-- Excerpts of location labeling data --
+--

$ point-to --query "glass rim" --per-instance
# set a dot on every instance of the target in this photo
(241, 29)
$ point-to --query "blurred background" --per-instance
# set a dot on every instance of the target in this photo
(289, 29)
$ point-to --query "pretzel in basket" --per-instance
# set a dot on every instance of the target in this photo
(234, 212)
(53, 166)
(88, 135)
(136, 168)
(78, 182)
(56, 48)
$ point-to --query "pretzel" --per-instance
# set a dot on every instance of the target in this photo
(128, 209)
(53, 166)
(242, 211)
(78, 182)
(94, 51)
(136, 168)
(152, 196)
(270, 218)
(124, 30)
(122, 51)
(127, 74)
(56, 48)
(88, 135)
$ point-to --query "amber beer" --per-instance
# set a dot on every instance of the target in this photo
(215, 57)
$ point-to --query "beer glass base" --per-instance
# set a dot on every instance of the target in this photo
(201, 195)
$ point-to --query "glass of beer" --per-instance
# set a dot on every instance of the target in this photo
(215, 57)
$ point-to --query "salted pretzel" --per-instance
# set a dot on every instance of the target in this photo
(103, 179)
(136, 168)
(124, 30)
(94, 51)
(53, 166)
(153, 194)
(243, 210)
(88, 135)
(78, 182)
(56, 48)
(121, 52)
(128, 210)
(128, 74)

+--

-- Exercise --
Gather every line of the data above that contains the word "glass".

-- Problem solution --
$ point-to --query "glass rim" --per-instance
$ point-to --query "beer glass base" --per-instance
$ point-to --query "glass of beer" --per-instance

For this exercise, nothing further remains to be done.